TEXTO APRESENTADO:
Nativismo

Até as vésperas da Independência, o termo ‘brasileiro’ referia-se simplesmente ao local de nascimento ou moradia. Sendo o território da América portuguesa dividido por profundas diferenças regionais e culturais, o termo ainda não tinha o sentido de identidade coletiva, seja cultural ou política, que iria adquirir mais tarde. A Independência desperta, pelo contrário, um grande entusiasmo por tudo que pudesse diferenciar o país que surgia da antiga metrópole. À medida que cresce a revolta contra as tentativas das Cortes portuguesas de refazer a antiga relação entre Brasil e Portugal, cresce também o ardor nativista dos cidadãos do Império recém criado.
A febre nativista é tal que se torna costume (até entre portugueses aqui radicados) adotar um nome nativo no lugar de sobrenomes lusos; os brasileiros buscam uma nova identidade, ligada à terra nova, às novas raízes. O padre alagoano Pedro Antônio de Souza, por exemplo, declara pelos jornais que deseja “ser conhecido de hoje em diante por Pedro Antônio Cabra-bode”.  Já o jornalista baiano Francisco José Corte Real adota o nome de Francisco José Corte Nacional e, a seguir, Corte Imperial. Recusando-se as indumentárias européias, usam-se roupas feitas com o algodão local e grandes chapéus de palha. E, desde sempre, come-se a indefectível farinha-da-terra, que une brancos, negros e índios.
O nativismo é também uma reação contra o domínio português sobre o comércio – e portanto sobre os empregos e a renda – e acaba por se exacerbar em xenofobia. São comuns as cenas de pancadaria entre brasileiros e portugueses, civis e militares, deixando tensas algumas cidades, caso do Rio de Janeiro e de Recife. A oposição aos portugueses piora com a constante presença deles no país e a crescente oposição a d. Pedro I, que culmina com sua abdicação em 1831.

ITENS FORNECIDOS:

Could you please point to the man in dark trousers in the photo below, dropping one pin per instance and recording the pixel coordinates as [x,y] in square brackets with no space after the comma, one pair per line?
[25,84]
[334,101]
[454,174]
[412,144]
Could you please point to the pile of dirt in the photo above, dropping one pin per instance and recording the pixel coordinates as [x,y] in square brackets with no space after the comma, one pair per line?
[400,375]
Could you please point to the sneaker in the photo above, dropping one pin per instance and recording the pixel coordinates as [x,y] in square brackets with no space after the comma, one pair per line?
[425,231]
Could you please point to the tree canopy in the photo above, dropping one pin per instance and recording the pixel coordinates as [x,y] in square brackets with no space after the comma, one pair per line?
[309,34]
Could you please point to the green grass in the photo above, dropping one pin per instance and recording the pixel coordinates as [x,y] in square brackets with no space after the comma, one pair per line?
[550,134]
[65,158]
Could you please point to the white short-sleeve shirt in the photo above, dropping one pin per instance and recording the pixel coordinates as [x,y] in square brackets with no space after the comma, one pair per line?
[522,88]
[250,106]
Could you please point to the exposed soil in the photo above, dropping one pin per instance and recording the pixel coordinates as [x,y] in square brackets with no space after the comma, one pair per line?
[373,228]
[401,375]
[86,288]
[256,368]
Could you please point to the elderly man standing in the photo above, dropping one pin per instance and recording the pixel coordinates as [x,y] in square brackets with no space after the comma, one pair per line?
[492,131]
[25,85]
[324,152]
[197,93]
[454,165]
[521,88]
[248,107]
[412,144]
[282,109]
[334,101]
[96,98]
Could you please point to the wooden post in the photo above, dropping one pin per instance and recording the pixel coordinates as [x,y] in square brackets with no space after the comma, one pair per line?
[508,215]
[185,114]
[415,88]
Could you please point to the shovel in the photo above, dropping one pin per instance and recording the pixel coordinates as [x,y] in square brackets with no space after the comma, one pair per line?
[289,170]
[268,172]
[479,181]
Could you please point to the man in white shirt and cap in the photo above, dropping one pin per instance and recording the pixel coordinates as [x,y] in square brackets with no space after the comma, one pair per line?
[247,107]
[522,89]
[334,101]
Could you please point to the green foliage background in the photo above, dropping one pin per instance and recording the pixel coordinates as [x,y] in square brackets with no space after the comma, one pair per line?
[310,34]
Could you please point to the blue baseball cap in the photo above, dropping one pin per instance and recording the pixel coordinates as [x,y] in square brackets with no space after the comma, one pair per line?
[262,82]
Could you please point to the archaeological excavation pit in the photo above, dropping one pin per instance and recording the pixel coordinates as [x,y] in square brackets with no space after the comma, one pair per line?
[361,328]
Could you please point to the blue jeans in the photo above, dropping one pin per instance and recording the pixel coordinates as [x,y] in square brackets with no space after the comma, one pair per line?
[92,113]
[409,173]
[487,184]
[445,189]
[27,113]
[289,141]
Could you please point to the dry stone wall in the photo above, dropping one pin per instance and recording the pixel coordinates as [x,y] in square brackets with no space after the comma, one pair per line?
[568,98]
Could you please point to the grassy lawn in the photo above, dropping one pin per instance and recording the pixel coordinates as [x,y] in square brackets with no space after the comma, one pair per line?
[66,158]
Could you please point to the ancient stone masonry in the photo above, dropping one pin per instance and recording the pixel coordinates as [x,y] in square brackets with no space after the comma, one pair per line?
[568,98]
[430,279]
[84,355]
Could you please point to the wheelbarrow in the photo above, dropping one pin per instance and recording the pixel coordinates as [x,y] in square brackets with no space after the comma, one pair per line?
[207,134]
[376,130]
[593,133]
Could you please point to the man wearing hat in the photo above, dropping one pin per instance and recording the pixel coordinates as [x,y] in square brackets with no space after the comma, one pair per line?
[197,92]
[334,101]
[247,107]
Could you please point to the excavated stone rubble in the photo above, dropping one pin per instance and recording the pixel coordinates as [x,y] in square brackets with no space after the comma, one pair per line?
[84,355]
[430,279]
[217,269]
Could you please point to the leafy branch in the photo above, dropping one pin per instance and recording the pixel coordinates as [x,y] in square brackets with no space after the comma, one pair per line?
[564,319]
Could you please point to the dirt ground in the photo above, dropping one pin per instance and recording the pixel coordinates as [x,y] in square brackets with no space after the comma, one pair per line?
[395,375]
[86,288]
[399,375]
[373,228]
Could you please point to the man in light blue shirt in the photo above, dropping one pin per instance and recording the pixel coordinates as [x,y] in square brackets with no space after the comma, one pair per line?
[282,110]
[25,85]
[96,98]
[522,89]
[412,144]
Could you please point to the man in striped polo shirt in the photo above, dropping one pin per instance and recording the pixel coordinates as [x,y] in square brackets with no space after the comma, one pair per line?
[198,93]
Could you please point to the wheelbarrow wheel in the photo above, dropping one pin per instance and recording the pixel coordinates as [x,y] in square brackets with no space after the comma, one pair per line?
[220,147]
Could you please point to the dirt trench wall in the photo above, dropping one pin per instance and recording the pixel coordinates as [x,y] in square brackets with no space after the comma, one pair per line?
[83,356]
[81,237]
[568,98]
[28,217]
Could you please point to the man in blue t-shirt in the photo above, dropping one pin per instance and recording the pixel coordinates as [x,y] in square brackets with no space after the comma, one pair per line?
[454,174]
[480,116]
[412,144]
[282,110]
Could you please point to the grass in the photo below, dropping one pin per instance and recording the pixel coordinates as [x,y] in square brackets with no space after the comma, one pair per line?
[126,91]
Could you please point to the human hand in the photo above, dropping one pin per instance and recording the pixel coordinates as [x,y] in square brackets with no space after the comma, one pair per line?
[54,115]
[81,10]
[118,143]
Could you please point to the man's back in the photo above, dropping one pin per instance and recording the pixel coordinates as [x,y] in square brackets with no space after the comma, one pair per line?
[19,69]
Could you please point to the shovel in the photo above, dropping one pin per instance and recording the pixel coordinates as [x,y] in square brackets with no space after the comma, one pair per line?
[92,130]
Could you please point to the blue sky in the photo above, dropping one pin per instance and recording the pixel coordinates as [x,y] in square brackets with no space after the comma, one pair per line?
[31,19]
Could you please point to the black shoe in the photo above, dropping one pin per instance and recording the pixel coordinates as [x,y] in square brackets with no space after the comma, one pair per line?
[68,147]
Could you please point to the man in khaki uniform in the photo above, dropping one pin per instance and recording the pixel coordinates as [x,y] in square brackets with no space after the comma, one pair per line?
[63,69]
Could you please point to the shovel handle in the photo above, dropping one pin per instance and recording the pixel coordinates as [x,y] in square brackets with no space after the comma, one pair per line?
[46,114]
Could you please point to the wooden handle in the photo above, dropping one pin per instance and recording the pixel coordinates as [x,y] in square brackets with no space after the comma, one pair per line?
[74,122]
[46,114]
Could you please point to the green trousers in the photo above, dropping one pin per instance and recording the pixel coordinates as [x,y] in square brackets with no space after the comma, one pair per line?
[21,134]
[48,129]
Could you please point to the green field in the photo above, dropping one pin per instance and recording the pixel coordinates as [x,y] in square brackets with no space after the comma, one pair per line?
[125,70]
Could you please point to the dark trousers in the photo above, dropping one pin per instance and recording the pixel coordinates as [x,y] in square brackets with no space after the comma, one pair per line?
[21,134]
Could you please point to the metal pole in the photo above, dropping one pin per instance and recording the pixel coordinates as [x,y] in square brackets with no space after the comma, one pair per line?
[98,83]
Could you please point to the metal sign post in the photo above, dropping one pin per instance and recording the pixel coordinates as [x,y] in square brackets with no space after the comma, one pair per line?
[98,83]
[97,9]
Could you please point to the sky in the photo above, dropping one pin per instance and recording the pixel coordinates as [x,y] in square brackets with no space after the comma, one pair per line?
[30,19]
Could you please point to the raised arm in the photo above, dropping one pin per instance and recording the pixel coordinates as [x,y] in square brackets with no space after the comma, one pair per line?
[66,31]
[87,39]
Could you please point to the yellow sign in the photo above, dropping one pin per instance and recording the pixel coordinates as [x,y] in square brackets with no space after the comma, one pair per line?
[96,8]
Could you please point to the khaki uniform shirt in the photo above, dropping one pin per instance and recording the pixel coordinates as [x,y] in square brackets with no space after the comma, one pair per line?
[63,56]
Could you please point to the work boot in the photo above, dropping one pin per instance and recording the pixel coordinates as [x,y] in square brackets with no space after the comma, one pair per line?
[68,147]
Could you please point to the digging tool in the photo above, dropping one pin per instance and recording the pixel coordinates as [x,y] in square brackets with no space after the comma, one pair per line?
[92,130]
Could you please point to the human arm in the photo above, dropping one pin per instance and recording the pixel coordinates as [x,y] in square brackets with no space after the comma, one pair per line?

TAREFA PROPOSTA 1: Segundo o texto sobre o nativismo, por qual nome o padre Pedro Antônio de Souza declarou pelos jornais que desejava ser conhecido?
TAREFA PROPOSTA 2: Retome o texto sobre o nativismo e continue-o a partir da frase que o encerra.
Os itens não são usados em nenhum momento.

RESULTADO DO EXERCÍCIO 1: Pedro Antônio Cabra-bode.

RESULTADO DO EXERCÍCIO 2:
A natureza luxuriante, indo além das riquezas da terra, em cuja comparação Portugal faz triste figura, é uma das bases simbólicas em que se constrói o sentimento nativista. Já em 1819, antes mesmo do acirramento dos ânimos nacionais, José Bonifácio é um dos que glorificam o Brasil de acordo com estes valores: “E que país esse, senhores, para uma nova civilização e para novo assento das ciências! Que terra para um vasto e grande Império (...) Riquíssimo nos três reinos da Natureza, com o andar dos tempos nenhum outro país poderá correr parelhas com a nova Lusitânia”. As maravilhas naturais, superlativas em tudo, são antídotos contra o saber da época, que considera o clima tropical extremamente nocivo, causador de doenças.
As correntes artísticas que se desenvolvem a partir de meados de 1830 seriam fortemente marcadas por este clima nativista. O romantismo literário, iniciado de forma programática por um grupo de bacharéis do Rio de Janeiro, buscaria na natureza e num índio idealizado seus temas mais recorrentes. A criação cultural do período seria permeada por visões maravilhosas, mares e rios desmedidos, árvores e bosques frondosos, imensos e mansos animais, ouro e diamantes a jorrar do solo e, quase tão naturais quanto os jacarés, índios ansiosos por se civilizarem.
O que, duzentos anos depois, parece exagerado é uma força importante na separação de Portugal. O orgulho nativista, que só no final do século ganharia os contornos de um nacionalismo programático, une os brasileiros nos conflitos com o governo português e fortalece o desejo de mudança. Tão importante é esse sentimento, que ele se vê apropriado pelo governo nascente. Os símbolos nacionais, as comemorações oficiais da Independência, os hinos, os uniformes, tudo isso traz a marca do sentimento nativista e reflete, no governo, o desejo da sociedade.